§ **WHAT THE EXERCISE ASKS**:
Rewrite the listing below with "dramatic cloud" swapped for "storm cloud" wherever it occurs, keeping everything else unchanged.

§ **ENTRIES SUPPLIED**:
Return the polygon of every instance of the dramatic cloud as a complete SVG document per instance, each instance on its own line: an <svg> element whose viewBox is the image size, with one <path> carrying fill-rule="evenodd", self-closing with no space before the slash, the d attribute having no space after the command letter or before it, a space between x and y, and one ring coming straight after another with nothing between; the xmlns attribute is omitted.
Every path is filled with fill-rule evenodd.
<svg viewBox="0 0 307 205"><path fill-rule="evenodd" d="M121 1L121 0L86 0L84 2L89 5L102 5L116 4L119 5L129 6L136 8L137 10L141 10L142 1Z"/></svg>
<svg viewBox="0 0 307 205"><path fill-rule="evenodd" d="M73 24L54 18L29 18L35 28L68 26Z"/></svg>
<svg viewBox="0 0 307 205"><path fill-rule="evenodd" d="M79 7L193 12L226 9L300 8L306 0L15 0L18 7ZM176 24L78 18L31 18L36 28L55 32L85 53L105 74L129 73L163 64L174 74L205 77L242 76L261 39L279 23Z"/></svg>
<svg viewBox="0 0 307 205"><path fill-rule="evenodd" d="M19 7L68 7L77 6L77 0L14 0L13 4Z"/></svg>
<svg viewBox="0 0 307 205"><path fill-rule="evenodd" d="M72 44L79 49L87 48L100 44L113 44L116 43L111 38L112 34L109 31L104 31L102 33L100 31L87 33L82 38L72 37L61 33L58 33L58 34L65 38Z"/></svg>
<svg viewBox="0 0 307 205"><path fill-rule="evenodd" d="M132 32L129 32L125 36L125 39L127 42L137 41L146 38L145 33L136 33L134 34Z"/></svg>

§ **COMPLETE RESPONSE**:
Return the polygon of every instance of the storm cloud as a complete SVG document per instance, each instance on its own line: an <svg> element whose viewBox is the image size, with one <path> carrying fill-rule="evenodd", self-closing with no space before the slash, the d attribute having no space after the command letter or before it, a space between x and y, and one ring coming straight after another with nothing between; the xmlns attribute is omitted.
Every path is filled with fill-rule evenodd.
<svg viewBox="0 0 307 205"><path fill-rule="evenodd" d="M121 1L121 0L86 0L84 2L89 5L102 5L116 4L119 5L129 6L136 8L137 10L141 10L142 1Z"/></svg>
<svg viewBox="0 0 307 205"><path fill-rule="evenodd" d="M73 24L54 18L29 18L35 28L68 26Z"/></svg>
<svg viewBox="0 0 307 205"><path fill-rule="evenodd" d="M79 7L193 12L226 9L300 8L306 0L15 0L18 7ZM176 24L78 18L31 18L36 28L55 32L85 53L105 74L129 73L163 64L174 74L205 77L242 76L261 39L279 23Z"/></svg>
<svg viewBox="0 0 307 205"><path fill-rule="evenodd" d="M19 7L68 7L77 6L77 0L14 0L13 4Z"/></svg>
<svg viewBox="0 0 307 205"><path fill-rule="evenodd" d="M72 44L79 49L87 48L100 44L113 44L116 43L111 38L112 34L109 31L104 31L102 33L100 31L87 33L82 38L72 37L61 33L58 33L58 34L65 38Z"/></svg>
<svg viewBox="0 0 307 205"><path fill-rule="evenodd" d="M132 32L129 32L125 36L125 39L127 42L137 41L146 38L145 33L136 33L134 34Z"/></svg>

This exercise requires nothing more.